- **Estratto fornito**

»»

Finché la temperatura ideale tiene alto il calore dell’epoca, tutto questo concentra in sé una sintesi energetica che è vera e propria rivoluzione culturale. Fra radicalismo musicale e movimenti di liberazione la sintonia è ormai elettiva, e quando Ginsberg, Leary e Rubin chiamano a raccolta tutte le tribù della cultura alternativa, sono Jefferson Airplane e Grateful Dead a dar corpo al suono di questo assalto al cielo. Ma appena la temperatura si affievolisce, ecco che la musica continua sì ad agire come presagio, solo che stavolta è il presagio di un declino. Nessun tradimento, ma piuttosto un respiro corto del linguaggio che viene impietosamente a galla quando l’alta marea dell’immaginario collettivo si ritira. Gran parte di queste musiche cominciano a sopravvivere a se stesse ripetendo formule sempre più prevedibili, e a chi vuol vivere all’altezza del mito la scena musicale di fine anni Sessanta sembra non offrire che la crudele chance della morte (quella fisica per Hendrix, Coltrane, Redding, Jim Morrison, Brian Jones, e quella artistica per chi sceglie di scomparire piuttosto che dar spettacolo della propria paralisi inventiva). Si apre un’epoca di grande freddo, con le tribù musicali impegnate a conservare la propria identità autorizzata. Le avanguardie imboccano testardamente il vicolo cieco di una rivoluzione puramente grammaticale. Il rock, come tutti i linguaggi trasgressivi, è costretto dalla sua stessa natura a ripetere per sopravvivere: ripetere, spostato di volta in volta il limite da trasgredire, la formula sempre più rituale della trasgressione, fino a disinnescarla a luogo comune. Dal «vogliamo il mondo e lo vogliamo adesso» dei Doors si arriva agli Stones addomesticati di «è solo rock&roll ma mi piace». Per dire che troppo spesso le dichiarazioni trasgressive non sono che l’estemporaneo aggettivo di una qualità poetica troppo fragile per aprire orizzonti davvero autonomi, al di là dell’orbita del reale.

««

- **Consegna 1**
Riporta ogni riga sottostante che contiene la stringa "building". Maiuscole e minuscole contano.

- **Righe grezze**

»»

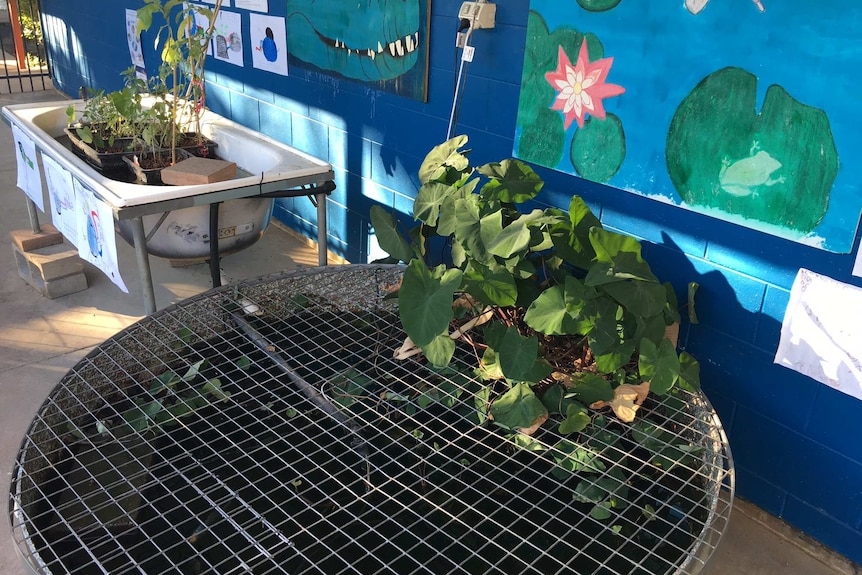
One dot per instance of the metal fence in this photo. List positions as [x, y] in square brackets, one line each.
[22, 51]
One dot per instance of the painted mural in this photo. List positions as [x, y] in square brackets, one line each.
[739, 109]
[382, 43]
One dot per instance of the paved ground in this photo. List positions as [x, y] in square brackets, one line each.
[40, 339]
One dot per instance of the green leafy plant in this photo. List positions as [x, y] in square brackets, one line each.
[184, 47]
[573, 319]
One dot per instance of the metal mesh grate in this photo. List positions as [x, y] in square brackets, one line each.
[301, 446]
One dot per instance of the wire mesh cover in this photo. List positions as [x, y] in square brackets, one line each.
[300, 446]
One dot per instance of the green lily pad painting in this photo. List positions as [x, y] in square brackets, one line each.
[776, 167]
[738, 112]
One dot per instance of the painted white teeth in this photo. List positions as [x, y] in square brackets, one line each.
[405, 45]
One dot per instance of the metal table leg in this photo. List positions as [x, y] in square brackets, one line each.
[322, 250]
[143, 265]
[34, 217]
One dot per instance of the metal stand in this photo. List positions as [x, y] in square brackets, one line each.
[143, 260]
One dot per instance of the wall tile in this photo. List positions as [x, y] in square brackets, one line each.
[244, 110]
[748, 376]
[842, 538]
[771, 316]
[766, 495]
[836, 422]
[275, 122]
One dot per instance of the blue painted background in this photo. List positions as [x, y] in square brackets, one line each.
[796, 442]
[661, 52]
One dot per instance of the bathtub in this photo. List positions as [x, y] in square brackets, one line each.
[174, 221]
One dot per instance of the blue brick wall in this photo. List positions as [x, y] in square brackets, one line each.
[796, 442]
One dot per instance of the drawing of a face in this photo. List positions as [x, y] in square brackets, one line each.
[379, 41]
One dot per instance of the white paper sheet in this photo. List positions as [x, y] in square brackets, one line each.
[134, 39]
[201, 21]
[821, 335]
[857, 265]
[61, 194]
[256, 5]
[227, 39]
[269, 43]
[29, 178]
[97, 242]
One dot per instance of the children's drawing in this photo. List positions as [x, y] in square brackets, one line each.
[96, 240]
[134, 39]
[269, 38]
[645, 98]
[29, 178]
[199, 26]
[384, 43]
[61, 194]
[228, 37]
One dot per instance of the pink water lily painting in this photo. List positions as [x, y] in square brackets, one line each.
[581, 89]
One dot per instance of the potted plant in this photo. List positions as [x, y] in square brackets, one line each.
[565, 319]
[180, 82]
[109, 123]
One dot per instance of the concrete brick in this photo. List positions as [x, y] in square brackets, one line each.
[55, 286]
[27, 241]
[56, 261]
[64, 286]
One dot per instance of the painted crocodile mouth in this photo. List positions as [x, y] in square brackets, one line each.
[397, 49]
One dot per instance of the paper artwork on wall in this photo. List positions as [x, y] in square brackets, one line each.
[821, 332]
[383, 45]
[857, 265]
[29, 177]
[96, 239]
[201, 22]
[256, 5]
[269, 45]
[61, 195]
[702, 105]
[227, 38]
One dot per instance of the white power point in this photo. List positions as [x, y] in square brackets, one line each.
[480, 14]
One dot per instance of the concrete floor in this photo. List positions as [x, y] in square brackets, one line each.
[40, 339]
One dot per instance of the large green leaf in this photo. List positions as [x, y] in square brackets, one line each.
[616, 357]
[493, 287]
[440, 351]
[442, 157]
[425, 301]
[386, 231]
[515, 237]
[659, 365]
[447, 222]
[689, 372]
[518, 408]
[641, 298]
[426, 206]
[590, 388]
[577, 419]
[512, 181]
[572, 457]
[517, 354]
[602, 313]
[692, 290]
[547, 314]
[622, 253]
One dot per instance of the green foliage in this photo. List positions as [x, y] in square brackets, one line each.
[173, 396]
[544, 278]
[179, 85]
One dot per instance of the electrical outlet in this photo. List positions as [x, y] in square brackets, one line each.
[480, 14]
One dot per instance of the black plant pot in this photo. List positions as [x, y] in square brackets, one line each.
[103, 160]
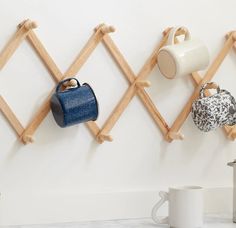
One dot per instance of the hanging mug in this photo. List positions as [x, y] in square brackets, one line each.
[214, 111]
[180, 59]
[74, 105]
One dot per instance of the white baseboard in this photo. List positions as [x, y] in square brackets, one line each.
[60, 208]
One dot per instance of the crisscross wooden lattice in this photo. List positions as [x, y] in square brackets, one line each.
[137, 83]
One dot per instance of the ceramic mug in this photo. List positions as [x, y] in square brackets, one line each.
[217, 110]
[74, 105]
[175, 60]
[185, 207]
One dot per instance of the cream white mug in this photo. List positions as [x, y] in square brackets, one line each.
[185, 207]
[175, 60]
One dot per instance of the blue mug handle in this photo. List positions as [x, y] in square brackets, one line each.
[66, 80]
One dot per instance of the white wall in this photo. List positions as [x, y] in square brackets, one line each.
[65, 172]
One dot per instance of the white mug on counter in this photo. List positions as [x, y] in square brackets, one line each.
[175, 60]
[185, 207]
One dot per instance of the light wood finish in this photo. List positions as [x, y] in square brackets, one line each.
[71, 72]
[137, 86]
[25, 31]
[15, 123]
[44, 56]
[174, 135]
[137, 83]
[142, 83]
[14, 43]
[208, 76]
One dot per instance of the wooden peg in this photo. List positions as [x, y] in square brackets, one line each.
[175, 135]
[234, 35]
[178, 33]
[104, 28]
[104, 137]
[70, 83]
[28, 24]
[107, 29]
[231, 134]
[143, 83]
[26, 139]
[211, 85]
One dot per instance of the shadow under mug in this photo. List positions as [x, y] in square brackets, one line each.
[74, 105]
[185, 207]
[175, 60]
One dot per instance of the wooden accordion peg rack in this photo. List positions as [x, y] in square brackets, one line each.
[137, 83]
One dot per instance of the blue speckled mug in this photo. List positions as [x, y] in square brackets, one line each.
[74, 105]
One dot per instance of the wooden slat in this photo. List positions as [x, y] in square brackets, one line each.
[12, 45]
[132, 90]
[72, 70]
[44, 56]
[208, 76]
[10, 116]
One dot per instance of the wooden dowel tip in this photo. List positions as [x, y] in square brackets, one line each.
[234, 35]
[27, 139]
[107, 29]
[104, 137]
[175, 136]
[28, 24]
[143, 83]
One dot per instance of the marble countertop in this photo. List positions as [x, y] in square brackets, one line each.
[130, 223]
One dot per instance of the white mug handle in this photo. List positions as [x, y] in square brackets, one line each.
[164, 197]
[171, 37]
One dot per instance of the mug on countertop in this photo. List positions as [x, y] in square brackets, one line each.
[185, 207]
[175, 60]
[74, 105]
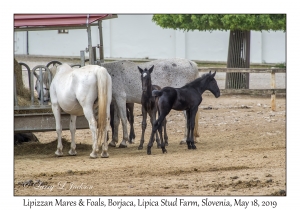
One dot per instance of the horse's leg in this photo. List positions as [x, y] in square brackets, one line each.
[152, 115]
[130, 107]
[196, 130]
[155, 127]
[116, 122]
[166, 138]
[121, 104]
[56, 111]
[111, 121]
[144, 126]
[72, 151]
[89, 115]
[193, 113]
[104, 153]
[188, 120]
[183, 141]
[164, 125]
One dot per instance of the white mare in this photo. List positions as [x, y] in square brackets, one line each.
[76, 91]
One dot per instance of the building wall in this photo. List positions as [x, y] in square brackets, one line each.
[136, 36]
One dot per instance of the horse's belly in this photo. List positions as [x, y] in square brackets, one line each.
[73, 108]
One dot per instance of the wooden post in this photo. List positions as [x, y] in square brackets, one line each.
[273, 96]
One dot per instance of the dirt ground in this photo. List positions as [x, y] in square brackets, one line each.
[241, 151]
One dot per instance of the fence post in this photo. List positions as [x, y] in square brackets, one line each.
[273, 95]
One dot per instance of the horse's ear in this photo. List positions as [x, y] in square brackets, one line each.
[141, 70]
[151, 69]
[213, 75]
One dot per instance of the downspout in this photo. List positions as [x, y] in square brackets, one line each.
[27, 42]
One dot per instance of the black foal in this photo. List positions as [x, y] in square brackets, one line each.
[149, 105]
[186, 98]
[130, 118]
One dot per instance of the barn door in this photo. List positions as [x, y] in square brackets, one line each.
[238, 57]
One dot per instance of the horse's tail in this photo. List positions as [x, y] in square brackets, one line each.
[104, 100]
[157, 93]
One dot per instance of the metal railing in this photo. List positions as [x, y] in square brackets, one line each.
[272, 91]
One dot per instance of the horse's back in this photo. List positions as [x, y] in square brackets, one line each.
[76, 88]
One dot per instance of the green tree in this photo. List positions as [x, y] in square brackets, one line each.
[239, 26]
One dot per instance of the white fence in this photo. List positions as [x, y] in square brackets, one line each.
[136, 36]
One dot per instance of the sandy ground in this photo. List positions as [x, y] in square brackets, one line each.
[241, 151]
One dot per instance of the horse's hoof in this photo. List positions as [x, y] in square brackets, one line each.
[182, 142]
[104, 155]
[112, 144]
[131, 141]
[122, 146]
[72, 152]
[93, 155]
[59, 153]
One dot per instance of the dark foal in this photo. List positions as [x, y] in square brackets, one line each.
[186, 98]
[130, 118]
[149, 105]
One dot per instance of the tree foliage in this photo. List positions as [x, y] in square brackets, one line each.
[210, 22]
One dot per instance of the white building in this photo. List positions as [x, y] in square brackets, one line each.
[136, 36]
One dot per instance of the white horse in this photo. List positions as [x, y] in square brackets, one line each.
[45, 83]
[76, 92]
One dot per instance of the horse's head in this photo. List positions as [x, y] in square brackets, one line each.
[146, 78]
[212, 84]
[44, 89]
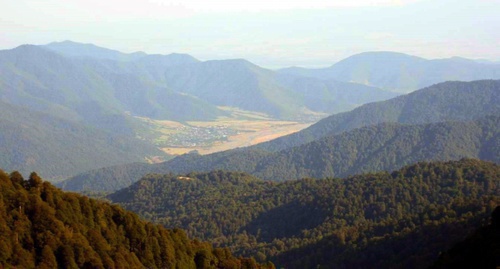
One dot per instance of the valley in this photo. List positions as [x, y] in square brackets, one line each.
[240, 129]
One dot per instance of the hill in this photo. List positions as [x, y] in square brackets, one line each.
[401, 219]
[234, 83]
[60, 148]
[96, 91]
[74, 49]
[448, 101]
[385, 146]
[401, 72]
[43, 227]
[479, 250]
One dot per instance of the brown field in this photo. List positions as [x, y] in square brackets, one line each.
[247, 128]
[251, 133]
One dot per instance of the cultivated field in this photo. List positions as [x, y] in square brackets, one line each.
[242, 129]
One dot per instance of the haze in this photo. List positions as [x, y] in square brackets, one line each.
[269, 33]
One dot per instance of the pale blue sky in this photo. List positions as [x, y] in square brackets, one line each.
[272, 34]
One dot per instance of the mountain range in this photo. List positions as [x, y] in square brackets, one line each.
[399, 219]
[448, 121]
[400, 72]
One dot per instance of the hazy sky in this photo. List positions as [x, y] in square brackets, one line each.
[269, 33]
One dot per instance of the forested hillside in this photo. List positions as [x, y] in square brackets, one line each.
[385, 146]
[457, 101]
[59, 148]
[43, 227]
[479, 250]
[402, 219]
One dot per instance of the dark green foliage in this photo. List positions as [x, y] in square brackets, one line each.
[374, 148]
[400, 72]
[448, 101]
[479, 250]
[401, 219]
[43, 227]
[59, 148]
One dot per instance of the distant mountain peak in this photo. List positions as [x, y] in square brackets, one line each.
[86, 50]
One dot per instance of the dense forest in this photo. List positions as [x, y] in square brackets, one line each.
[381, 147]
[447, 101]
[402, 219]
[43, 227]
[479, 250]
[59, 148]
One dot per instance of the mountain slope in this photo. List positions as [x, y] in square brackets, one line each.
[401, 219]
[479, 250]
[43, 227]
[450, 101]
[374, 148]
[95, 91]
[457, 101]
[332, 96]
[59, 148]
[79, 50]
[401, 72]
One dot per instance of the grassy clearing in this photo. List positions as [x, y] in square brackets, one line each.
[242, 129]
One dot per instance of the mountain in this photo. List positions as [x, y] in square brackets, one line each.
[448, 101]
[332, 96]
[402, 219]
[332, 147]
[68, 77]
[59, 148]
[43, 227]
[385, 146]
[79, 50]
[479, 250]
[90, 90]
[400, 72]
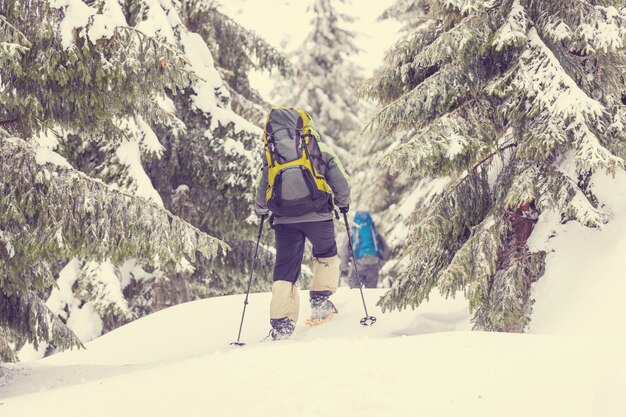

««

- **Consegna 2**
Rispondi alle seguenti domande sull'estratto fornito:
(a) Quali gruppi danno corpo al suono di «questo assalto al cielo»?
(b) Quali nomi sono indicati per la morte fisica?
(c) Quale frase degli Stones viene citata?

- **Svolgimento esercizio 1**
One dot per instance of the building wall in this photo. List positions as [x, y] in square brackets, one line each.
One dot per instance of the white building in this photo. List positions as [x, y] in square brackets, one line each.

- **Svolgimento esercizio 2**
(a) Jefferson Airplane e Grateful Dead.
(b) Hendrix, Coltrane, Redding, Jim Morrison, Brian Jones.
(c) «è solo rock&roll ma mi piace».